### Text under study
▬▬▬▬▬▬▬▬▬▬
If you’ve ever done a stage race with a partner, adventure race or relay, you’ve undoubtedly seen a couple screaming at each other over something gone wrong. So, this begs the question, what makes a good partnership between runners and how do you avoid getting into an argument with your training/racing companion? To answer this question (with no definitive conclusion, mind you) I relied on a lot of experience and asked the interwebs (because that always results in great advice).
The amount of contact between you and your partner can vary quite a lot between training and racing. During training you’re usually much more tolerant and your competitive nature isn’t in full swing. Finding someone to train with will usually be easier than finding that perfect individual to race with.
Obviously, a great place to find your next training partner might be a local community fun run or running store. Another unlikely suggestion by Keith Laverty of Bainbridge Island, is Strava. So many of us are on Strava these days that it’s become a great community of people to connect with online, but also in real life too. “Check your Strava segments and routes to connect with other local runners,” says Keith. “My wife and I have connected with a few local runners simply by some friendly competition on segment leaderboards.”
▬▬▬▬▬▬▬▬▬▬
Data excerpts:
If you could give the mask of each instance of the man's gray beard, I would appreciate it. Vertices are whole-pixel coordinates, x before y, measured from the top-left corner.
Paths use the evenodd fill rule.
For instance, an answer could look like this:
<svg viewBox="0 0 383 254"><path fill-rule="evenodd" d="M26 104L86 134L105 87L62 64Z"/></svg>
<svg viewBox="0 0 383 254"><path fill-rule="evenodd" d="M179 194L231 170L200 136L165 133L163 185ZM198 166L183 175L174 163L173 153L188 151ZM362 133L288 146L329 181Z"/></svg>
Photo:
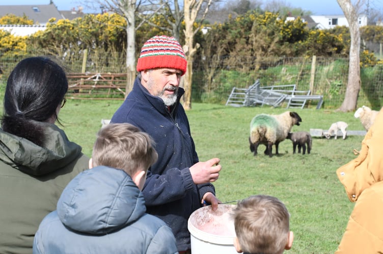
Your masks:
<svg viewBox="0 0 383 254"><path fill-rule="evenodd" d="M163 101L163 103L165 104L166 106L169 106L176 104L176 102L177 102L177 95L178 93L178 88L175 87L174 94L166 95L165 94L165 87L164 87L163 90L157 94L157 96Z"/></svg>
<svg viewBox="0 0 383 254"><path fill-rule="evenodd" d="M166 106L172 106L175 104L176 102L177 102L177 93L166 96L162 92L159 97L162 99L163 103Z"/></svg>

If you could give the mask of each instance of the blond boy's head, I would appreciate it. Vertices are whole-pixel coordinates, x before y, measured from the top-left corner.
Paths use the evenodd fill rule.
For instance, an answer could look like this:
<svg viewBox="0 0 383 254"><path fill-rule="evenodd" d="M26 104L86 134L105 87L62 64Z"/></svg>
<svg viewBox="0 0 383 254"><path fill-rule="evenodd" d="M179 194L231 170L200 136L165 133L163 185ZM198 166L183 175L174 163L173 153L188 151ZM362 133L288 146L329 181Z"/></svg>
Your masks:
<svg viewBox="0 0 383 254"><path fill-rule="evenodd" d="M239 202L234 211L237 251L281 253L291 248L289 216L283 203L273 197L252 196Z"/></svg>
<svg viewBox="0 0 383 254"><path fill-rule="evenodd" d="M154 145L151 138L137 127L111 123L98 132L90 164L121 169L132 178L142 171L146 176L158 158Z"/></svg>

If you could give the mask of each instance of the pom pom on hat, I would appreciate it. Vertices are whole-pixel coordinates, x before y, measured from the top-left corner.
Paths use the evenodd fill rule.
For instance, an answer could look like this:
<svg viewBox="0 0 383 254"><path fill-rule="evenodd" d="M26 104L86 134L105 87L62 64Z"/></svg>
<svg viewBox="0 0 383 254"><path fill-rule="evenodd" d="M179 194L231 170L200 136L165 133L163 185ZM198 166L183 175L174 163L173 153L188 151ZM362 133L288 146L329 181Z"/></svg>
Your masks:
<svg viewBox="0 0 383 254"><path fill-rule="evenodd" d="M179 70L183 75L186 71L185 53L174 37L154 36L148 40L141 49L136 69L138 72L155 68Z"/></svg>

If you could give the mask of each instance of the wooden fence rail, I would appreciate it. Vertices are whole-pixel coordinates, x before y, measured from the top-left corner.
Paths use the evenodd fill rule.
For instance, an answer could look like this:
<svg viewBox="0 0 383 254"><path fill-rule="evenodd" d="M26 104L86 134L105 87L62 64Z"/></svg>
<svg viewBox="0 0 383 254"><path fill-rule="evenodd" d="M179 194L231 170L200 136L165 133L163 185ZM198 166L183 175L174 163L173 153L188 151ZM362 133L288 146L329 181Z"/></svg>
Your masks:
<svg viewBox="0 0 383 254"><path fill-rule="evenodd" d="M121 98L125 96L125 73L69 73L68 96L76 99Z"/></svg>

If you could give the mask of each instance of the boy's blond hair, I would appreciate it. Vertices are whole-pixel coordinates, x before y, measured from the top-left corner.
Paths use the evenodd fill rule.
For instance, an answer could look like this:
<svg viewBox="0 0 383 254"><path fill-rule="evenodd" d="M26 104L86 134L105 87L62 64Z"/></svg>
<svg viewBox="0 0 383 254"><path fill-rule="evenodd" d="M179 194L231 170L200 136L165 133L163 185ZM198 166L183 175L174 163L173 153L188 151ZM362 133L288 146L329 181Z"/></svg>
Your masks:
<svg viewBox="0 0 383 254"><path fill-rule="evenodd" d="M289 214L274 197L252 196L234 210L235 233L244 252L282 253L288 241Z"/></svg>
<svg viewBox="0 0 383 254"><path fill-rule="evenodd" d="M157 161L154 142L130 123L111 123L97 134L92 154L93 167L122 169L130 176L147 171Z"/></svg>

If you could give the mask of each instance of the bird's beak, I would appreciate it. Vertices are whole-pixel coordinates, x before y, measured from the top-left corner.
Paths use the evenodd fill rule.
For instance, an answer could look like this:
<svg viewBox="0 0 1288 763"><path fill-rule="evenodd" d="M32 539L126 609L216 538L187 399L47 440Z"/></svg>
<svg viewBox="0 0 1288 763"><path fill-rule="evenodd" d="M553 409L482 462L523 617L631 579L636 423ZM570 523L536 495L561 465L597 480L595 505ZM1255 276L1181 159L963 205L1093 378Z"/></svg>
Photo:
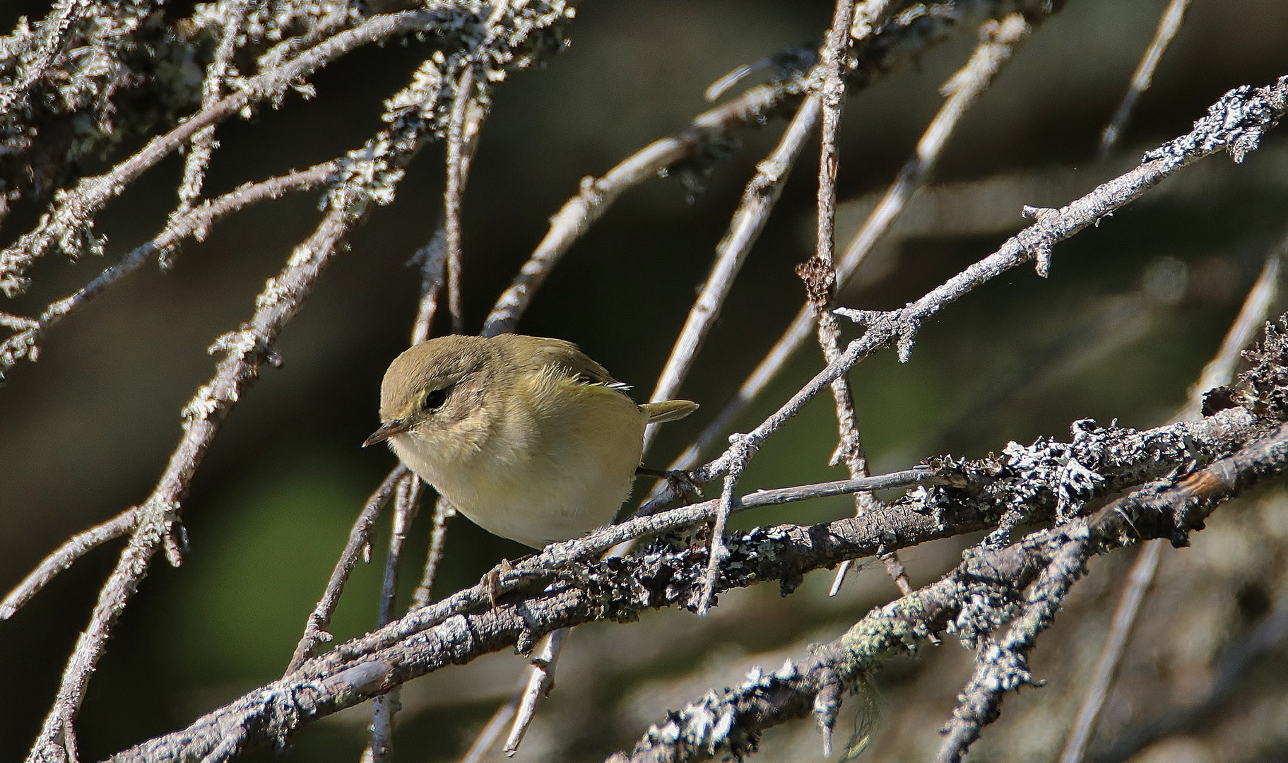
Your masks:
<svg viewBox="0 0 1288 763"><path fill-rule="evenodd" d="M371 433L371 437L362 441L362 447L367 447L368 445L375 445L377 442L384 442L390 437L393 437L394 434L402 434L403 432L407 430L407 428L408 424L403 419L392 419L389 421L385 421L384 424L380 425L380 429L376 429L375 432Z"/></svg>

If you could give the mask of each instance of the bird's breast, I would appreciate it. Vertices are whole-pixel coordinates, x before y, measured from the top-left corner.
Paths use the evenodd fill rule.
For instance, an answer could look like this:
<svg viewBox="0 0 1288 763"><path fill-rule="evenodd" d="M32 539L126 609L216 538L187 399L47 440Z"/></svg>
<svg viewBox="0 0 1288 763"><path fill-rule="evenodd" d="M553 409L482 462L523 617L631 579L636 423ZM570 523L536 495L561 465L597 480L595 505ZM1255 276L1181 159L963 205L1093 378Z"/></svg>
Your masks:
<svg viewBox="0 0 1288 763"><path fill-rule="evenodd" d="M585 388L582 388L585 389ZM580 392L580 391L576 391ZM608 525L630 495L647 414L605 388L544 409L469 447L393 438L407 467L477 525L532 548Z"/></svg>

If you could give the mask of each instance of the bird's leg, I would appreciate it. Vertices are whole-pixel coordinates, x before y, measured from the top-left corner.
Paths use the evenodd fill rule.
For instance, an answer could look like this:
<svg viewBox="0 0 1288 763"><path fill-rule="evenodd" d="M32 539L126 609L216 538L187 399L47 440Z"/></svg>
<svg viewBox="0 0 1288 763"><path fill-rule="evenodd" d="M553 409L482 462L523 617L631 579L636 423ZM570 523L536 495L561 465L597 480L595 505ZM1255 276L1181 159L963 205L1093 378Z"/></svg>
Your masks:
<svg viewBox="0 0 1288 763"><path fill-rule="evenodd" d="M658 479L666 479L666 483L675 492L684 497L684 503L689 504L694 500L702 497L702 490L693 481L693 474L685 472L684 469L649 469L648 467L638 467L635 474L640 477L656 477Z"/></svg>
<svg viewBox="0 0 1288 763"><path fill-rule="evenodd" d="M501 559L501 563L483 574L483 588L487 589L487 601L496 608L496 597L500 594L501 575L514 570L510 559Z"/></svg>

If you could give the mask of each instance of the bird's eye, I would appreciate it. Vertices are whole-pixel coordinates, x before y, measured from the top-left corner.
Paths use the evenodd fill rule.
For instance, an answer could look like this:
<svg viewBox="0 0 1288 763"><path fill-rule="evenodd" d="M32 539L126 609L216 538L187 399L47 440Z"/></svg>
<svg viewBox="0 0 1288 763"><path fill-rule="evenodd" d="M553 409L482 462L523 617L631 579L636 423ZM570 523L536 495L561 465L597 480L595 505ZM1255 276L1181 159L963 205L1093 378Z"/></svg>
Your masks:
<svg viewBox="0 0 1288 763"><path fill-rule="evenodd" d="M421 403L421 407L426 411L437 411L443 407L443 403L447 402L447 393L451 392L451 387L444 387L443 389L431 391L425 396L425 402Z"/></svg>

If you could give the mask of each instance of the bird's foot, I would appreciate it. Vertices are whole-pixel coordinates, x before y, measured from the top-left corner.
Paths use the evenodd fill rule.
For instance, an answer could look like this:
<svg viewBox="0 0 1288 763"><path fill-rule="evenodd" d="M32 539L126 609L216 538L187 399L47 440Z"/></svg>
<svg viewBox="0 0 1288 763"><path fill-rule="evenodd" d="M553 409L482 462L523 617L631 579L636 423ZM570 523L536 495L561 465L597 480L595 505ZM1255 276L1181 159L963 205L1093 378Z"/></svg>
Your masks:
<svg viewBox="0 0 1288 763"><path fill-rule="evenodd" d="M648 467L639 467L635 469L635 473L641 477L666 479L671 491L680 495L685 504L692 504L702 497L702 488L693 481L693 474L684 469L649 469Z"/></svg>

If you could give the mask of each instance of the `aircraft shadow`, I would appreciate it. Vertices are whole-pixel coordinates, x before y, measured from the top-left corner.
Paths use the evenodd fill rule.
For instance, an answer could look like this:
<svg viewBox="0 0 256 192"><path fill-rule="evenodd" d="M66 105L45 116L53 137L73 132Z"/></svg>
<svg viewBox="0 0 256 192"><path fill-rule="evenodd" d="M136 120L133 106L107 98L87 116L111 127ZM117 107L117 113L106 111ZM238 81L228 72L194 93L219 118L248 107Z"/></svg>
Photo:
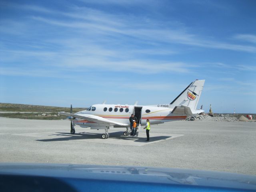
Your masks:
<svg viewBox="0 0 256 192"><path fill-rule="evenodd" d="M120 131L118 132L114 132L110 133L110 138L114 139L116 140L130 140L134 142L151 142L158 141L160 140L164 140L169 138L171 136L157 136L150 137L150 140L149 142L145 141L146 139L146 136L145 137L126 137L123 136L123 132ZM86 140L91 139L100 139L101 138L101 133L89 133L86 132L81 132L80 133L76 133L74 135L71 135L69 132L56 132L54 134L50 135L50 136L64 136L65 137L51 138L49 139L44 139L36 140L36 141L42 142L51 142L51 141L68 141L70 140ZM140 135L139 135L140 136Z"/></svg>

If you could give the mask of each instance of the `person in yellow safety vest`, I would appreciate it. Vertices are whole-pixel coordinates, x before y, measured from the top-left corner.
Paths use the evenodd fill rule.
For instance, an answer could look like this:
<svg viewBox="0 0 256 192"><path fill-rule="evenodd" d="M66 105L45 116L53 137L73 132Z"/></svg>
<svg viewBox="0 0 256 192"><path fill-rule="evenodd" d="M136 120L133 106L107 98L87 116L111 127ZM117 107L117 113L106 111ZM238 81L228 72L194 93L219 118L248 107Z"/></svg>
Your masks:
<svg viewBox="0 0 256 192"><path fill-rule="evenodd" d="M149 122L149 119L147 119L147 124L144 129L146 129L146 132L147 134L147 140L146 141L149 141L149 130L150 130L150 123Z"/></svg>

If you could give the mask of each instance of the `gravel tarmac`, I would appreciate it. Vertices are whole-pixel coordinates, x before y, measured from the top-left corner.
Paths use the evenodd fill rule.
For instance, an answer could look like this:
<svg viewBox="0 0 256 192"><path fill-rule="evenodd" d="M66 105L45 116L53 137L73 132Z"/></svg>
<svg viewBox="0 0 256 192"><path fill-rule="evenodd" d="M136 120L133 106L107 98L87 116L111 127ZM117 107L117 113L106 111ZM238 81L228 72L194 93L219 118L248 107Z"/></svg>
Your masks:
<svg viewBox="0 0 256 192"><path fill-rule="evenodd" d="M179 121L152 125L139 138L124 129L75 127L67 120L0 118L0 162L156 166L256 175L256 123Z"/></svg>

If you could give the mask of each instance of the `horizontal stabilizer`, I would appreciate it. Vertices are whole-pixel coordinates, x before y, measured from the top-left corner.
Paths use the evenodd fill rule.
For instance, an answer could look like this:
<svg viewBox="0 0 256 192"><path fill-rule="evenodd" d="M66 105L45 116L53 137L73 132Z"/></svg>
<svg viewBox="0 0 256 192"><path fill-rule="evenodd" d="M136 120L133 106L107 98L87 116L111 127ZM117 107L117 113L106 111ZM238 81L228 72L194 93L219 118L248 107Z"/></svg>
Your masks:
<svg viewBox="0 0 256 192"><path fill-rule="evenodd" d="M193 115L195 114L198 114L204 112L204 110L191 110L190 107L185 105L181 105L176 106L172 111L173 114L185 114L186 115Z"/></svg>

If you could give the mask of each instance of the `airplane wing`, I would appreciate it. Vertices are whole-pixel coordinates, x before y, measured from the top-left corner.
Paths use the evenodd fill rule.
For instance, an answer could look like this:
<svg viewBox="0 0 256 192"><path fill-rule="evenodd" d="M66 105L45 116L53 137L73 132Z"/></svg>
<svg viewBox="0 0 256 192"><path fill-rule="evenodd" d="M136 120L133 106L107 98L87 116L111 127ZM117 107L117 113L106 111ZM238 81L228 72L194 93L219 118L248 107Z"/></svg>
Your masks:
<svg viewBox="0 0 256 192"><path fill-rule="evenodd" d="M96 123L99 123L106 125L106 126L113 126L115 125L118 125L121 126L128 126L128 124L119 123L113 121L110 121L103 117L97 116L96 115L90 115L89 114L72 114L72 113L66 113L65 112L59 112L58 114L60 115L66 116L72 116L80 119L84 119L90 121L93 121Z"/></svg>

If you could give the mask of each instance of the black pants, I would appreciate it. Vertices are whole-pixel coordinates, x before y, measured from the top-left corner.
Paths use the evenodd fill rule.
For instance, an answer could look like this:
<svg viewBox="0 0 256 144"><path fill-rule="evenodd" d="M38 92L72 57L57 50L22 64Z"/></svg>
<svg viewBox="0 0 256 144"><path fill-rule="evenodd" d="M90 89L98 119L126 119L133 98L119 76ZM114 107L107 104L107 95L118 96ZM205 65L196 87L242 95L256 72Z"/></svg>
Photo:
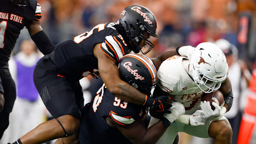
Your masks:
<svg viewBox="0 0 256 144"><path fill-rule="evenodd" d="M45 71L38 65L34 70L33 79L43 102L53 118L71 115L81 118L84 99L79 82Z"/></svg>
<svg viewBox="0 0 256 144"><path fill-rule="evenodd" d="M0 74L0 90L4 92L5 104L2 110L0 112L0 139L9 124L9 115L12 110L14 102L16 99L15 84L11 76L8 68Z"/></svg>

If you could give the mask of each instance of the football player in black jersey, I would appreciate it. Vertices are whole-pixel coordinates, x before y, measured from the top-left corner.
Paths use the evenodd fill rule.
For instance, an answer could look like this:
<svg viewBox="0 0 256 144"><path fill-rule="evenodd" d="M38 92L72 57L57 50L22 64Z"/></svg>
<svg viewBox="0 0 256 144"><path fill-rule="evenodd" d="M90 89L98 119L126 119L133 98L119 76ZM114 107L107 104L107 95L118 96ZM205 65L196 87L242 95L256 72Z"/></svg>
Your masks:
<svg viewBox="0 0 256 144"><path fill-rule="evenodd" d="M121 79L140 92L150 95L158 78L149 59L137 54L128 54L120 59L119 66ZM185 113L181 103L172 104L171 111L180 109ZM147 129L147 123L143 122L147 116L150 118L147 115L148 108L119 99L103 84L93 100L82 111L80 144L155 144L171 123L184 113L183 111L175 116L175 112L166 113L160 121Z"/></svg>
<svg viewBox="0 0 256 144"><path fill-rule="evenodd" d="M21 30L26 27L43 54L49 54L54 49L40 25L41 13L36 0L0 0L0 139L9 125L9 114L16 98L8 61Z"/></svg>
<svg viewBox="0 0 256 144"><path fill-rule="evenodd" d="M154 45L148 38L157 37L156 28L156 20L148 9L130 5L117 23L100 24L57 45L53 52L39 60L33 76L36 87L55 119L39 125L16 143L38 144L65 137L68 137L59 139L56 143L78 143L75 139L84 106L78 80L89 75L100 76L110 92L121 99L168 111L171 106L166 101L168 96L153 98L140 92L120 79L117 67L120 59L132 50L149 52ZM144 51L145 46L149 46ZM173 55L155 59L161 63Z"/></svg>

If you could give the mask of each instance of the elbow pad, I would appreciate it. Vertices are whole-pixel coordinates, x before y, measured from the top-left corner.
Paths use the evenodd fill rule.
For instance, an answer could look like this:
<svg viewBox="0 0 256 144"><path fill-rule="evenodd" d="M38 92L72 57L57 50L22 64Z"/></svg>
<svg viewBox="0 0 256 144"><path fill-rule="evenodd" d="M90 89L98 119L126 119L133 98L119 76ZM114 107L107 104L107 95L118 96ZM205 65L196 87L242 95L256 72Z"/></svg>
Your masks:
<svg viewBox="0 0 256 144"><path fill-rule="evenodd" d="M31 38L44 55L50 54L54 50L55 45L51 42L43 31L36 33Z"/></svg>
<svg viewBox="0 0 256 144"><path fill-rule="evenodd" d="M178 47L176 48L176 52L180 56L186 57L189 59L196 48L190 45Z"/></svg>
<svg viewBox="0 0 256 144"><path fill-rule="evenodd" d="M228 106L228 109L230 109L231 106L232 106L232 104L233 103L233 92L232 92L232 90L228 93L228 94L223 96L224 97L224 101L225 103L226 103Z"/></svg>

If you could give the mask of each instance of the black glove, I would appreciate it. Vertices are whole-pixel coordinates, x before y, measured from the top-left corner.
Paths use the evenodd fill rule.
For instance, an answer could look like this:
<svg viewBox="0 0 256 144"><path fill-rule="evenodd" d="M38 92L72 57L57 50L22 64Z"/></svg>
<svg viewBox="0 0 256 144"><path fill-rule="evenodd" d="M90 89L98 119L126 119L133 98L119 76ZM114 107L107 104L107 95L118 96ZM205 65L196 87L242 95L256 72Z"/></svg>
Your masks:
<svg viewBox="0 0 256 144"><path fill-rule="evenodd" d="M169 108L172 105L168 103L168 100L171 99L168 96L162 96L156 98L148 97L145 102L145 105L149 106L150 109L156 112L164 112L170 113Z"/></svg>

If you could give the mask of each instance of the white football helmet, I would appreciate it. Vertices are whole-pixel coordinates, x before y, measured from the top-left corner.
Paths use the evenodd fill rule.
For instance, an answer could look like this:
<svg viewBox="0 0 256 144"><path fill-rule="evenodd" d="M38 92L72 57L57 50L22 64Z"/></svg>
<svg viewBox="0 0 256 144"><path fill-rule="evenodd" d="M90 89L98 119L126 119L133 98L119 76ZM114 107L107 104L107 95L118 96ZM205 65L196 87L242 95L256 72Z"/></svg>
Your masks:
<svg viewBox="0 0 256 144"><path fill-rule="evenodd" d="M198 45L190 60L189 74L197 85L205 93L218 89L226 78L228 67L223 52L215 44Z"/></svg>

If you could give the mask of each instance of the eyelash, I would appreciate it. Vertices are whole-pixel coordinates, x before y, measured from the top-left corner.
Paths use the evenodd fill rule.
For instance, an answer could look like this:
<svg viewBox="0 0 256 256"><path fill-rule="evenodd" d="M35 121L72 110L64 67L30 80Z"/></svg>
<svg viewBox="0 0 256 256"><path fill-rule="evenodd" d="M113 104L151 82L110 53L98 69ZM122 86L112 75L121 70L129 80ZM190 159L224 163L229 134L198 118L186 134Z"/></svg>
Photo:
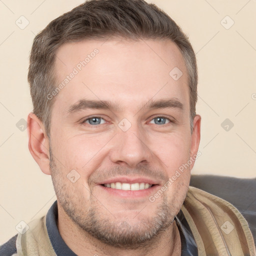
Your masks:
<svg viewBox="0 0 256 256"><path fill-rule="evenodd" d="M153 120L154 119L155 119L157 118L163 118L165 119L167 119L169 122L168 122L168 124L161 124L160 126L166 126L166 125L168 125L168 124L174 124L175 123L175 122L174 120L172 120L171 119L170 119L170 118L167 118L167 117L166 117L164 116L154 116L154 117L153 118L152 118L150 121L152 121L152 120ZM81 122L81 124L86 124L86 122L89 119L92 119L93 118L100 118L100 119L102 119L106 121L106 122L108 122L106 121L106 120L105 120L103 118L101 117L101 116L92 116L90 118L87 118L86 119L84 119L84 120L83 120L82 122ZM100 125L100 124L96 124L95 126L94 126L94 125L92 125L92 124L88 124L90 126L96 126L96 127L98 127L98 126ZM102 125L102 124L102 124L101 125Z"/></svg>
▬▬▬▬▬▬▬▬▬▬
### Activity
Rewrite the text on running partners between "The amount of" and "to race with.", inclusive, substituting "patient" for "tolerant".

### Result
The amount of contact between you and your partner can vary quite a lot between training and racing. During training you’re usually much more patient and your competitive nature isn’t in full swing. Finding someone to train with will usually be easier than finding that perfect individual to race with.